* Task A
From the passage on the Universal Declaration's anniversary, answer these questions, each on its own line:
(i) Which anniversary of the Declaration's adoption falls on December 10, 2020?
(ii) According to Feeding America, how many people in the US will experience food insecurity this year?
(iii) What position does Bernt Aasen hold?
* Task B
Write the next part of the passage on the Universal Declaration's anniversary, picking up after its last sentence.

* Document excerpt
December 10, 2020 is the 72nd anniversary of the adoption of the United Nations’ Universal Declaration of Human Rights. The document is a powerful, and hopeful, testimony to the belief that all people on our planet should have access to fundamental human rights, including protection under the law, freedom of thought and expression, the right to an education, and the right to an adequate standard of living. It is difficult this year, however, to imagine a joyful celebration of this milestone event, given the worldwide challenges presented by the coronavirus pandemic. According to Feeding America, the largest hunger relief organization in the U.S., more than 50 million people will experience food insecurity this year in the US, the world’s wealthiest country. “Across Latin America and the Caribbean, millions of the most vulnerable students may not return to school,” said Bernt Aasen, UNICEF Regional Director for Latin America and the Caribbean. “For those without computers, without internet, or even without a place to study, learning from home has become a daunting challenge.”

* Raw data

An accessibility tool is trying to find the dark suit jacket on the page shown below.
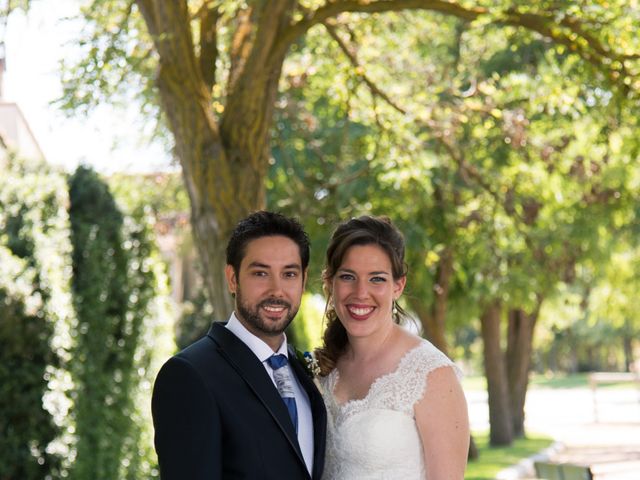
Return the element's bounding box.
[152,323,327,480]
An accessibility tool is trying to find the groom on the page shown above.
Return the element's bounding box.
[152,211,326,480]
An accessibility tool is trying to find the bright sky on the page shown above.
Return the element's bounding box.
[3,0,171,173]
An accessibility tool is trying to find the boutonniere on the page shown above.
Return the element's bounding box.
[295,348,322,393]
[296,348,320,379]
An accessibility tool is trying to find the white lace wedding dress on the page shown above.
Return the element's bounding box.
[320,340,460,480]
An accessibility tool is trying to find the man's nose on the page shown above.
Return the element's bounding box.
[269,275,284,297]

* Exercise answer A
(i) The 72nd anniversary.
(ii) More than 50 million people.
(iii) UNICEF Regional Director for Latin America and the Caribbean.

* Exercise answer B
The pandemic has become a magnifying glass that highlights the gap between the aspirations of the declaration itself and the situation experienced today by people on the ground. The main challenge for this declaration, as opposed to previous advancements like universal education or the abolition of slavery, is that, as strong as it is, it is not a legally binding document. It was created, instead, as a reference to be followed and applied country by country. But here is the question: how many countries have changed their own constitutions to adopt the principles in this document? How many international institutions have embraced this declaration? Very few.
For example, let’s look at Article 1: All human beings are born free and equal in dignity and rights. They are endowed with reason and conscience and should act towards one another in a spirit of brotherhood. Applying this article, many police department in the US would be in big trouble. Only 110 law enforcement officers nationwide1 have been charged with murder or manslaughter in an on-duty shooting — despite the fact that around 1,000 people are fatally shot by police annually, according to a database maintained by The Washington Post. Furthermore, only 42 officers have been convicted. And many of those convictions ended up being for a lesser offense — only five of these officers were convicted of murder (and did not have the conviction overturned). When will the U.S. Department of Justice be adopting the Universal Declaration of Human Rights?
Imagine if the World Trade Organization had applied the UDHR before it established trade agreements between countries; the world will be a very different place today. And if corporations and economic entities were to implement Article 23, we would in a very short time witness a sea of transformations for millions of people:
(1) Everyone has the right to work, to free choice of employment, to just and favorable conditions of work and to protection against unemployment.
(2) Everyone, without any discrimination, has the right to equal pay for equal work.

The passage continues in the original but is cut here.